Problem description:
Pick out every line in the rows below that contains the word "target", and copy each of those lines.

Data in this exercise:
- - - -

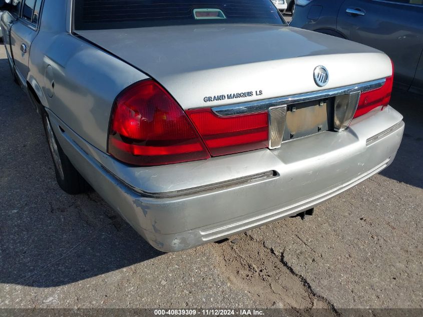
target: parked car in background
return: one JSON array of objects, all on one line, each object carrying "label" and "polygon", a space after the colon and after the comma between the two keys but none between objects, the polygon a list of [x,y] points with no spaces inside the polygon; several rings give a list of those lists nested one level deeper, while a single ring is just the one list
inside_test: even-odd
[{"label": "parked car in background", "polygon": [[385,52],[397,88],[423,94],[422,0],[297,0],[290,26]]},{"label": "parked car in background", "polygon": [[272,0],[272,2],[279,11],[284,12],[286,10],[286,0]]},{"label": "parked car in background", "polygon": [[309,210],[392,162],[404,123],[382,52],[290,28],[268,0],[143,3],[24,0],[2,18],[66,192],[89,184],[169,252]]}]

- - - -

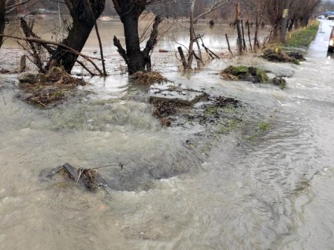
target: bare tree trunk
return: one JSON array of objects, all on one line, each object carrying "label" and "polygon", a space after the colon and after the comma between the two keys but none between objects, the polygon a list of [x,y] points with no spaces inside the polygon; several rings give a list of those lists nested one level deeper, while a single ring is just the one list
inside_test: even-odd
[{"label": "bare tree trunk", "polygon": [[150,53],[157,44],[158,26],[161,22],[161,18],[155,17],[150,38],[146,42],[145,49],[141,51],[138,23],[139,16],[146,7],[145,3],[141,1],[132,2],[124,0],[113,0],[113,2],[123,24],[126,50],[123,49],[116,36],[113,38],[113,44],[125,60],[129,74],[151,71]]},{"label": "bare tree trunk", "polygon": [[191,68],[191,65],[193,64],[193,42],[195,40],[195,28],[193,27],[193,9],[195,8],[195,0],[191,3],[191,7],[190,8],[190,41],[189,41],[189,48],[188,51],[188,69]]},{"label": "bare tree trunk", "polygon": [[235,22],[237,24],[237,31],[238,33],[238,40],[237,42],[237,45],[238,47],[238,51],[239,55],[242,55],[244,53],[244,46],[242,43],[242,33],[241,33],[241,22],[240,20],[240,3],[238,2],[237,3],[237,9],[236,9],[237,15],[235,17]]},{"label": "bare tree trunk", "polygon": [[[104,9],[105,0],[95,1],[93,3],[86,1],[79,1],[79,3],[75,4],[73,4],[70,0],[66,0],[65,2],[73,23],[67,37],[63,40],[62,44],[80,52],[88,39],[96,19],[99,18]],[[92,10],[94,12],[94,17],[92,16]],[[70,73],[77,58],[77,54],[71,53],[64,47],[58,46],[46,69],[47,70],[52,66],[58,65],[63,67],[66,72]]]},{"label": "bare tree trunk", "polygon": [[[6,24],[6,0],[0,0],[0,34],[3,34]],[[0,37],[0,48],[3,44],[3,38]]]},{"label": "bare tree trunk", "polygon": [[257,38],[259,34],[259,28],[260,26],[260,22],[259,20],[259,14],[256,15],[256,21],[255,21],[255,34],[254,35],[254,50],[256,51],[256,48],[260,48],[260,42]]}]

- - - -

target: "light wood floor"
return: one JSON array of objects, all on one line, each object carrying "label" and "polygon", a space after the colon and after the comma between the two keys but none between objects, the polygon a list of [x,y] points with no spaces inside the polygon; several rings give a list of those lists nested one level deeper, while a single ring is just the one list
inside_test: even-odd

- - - -

Solved problem:
target: parked car in background
target: bare tree trunk
target: "light wood floor"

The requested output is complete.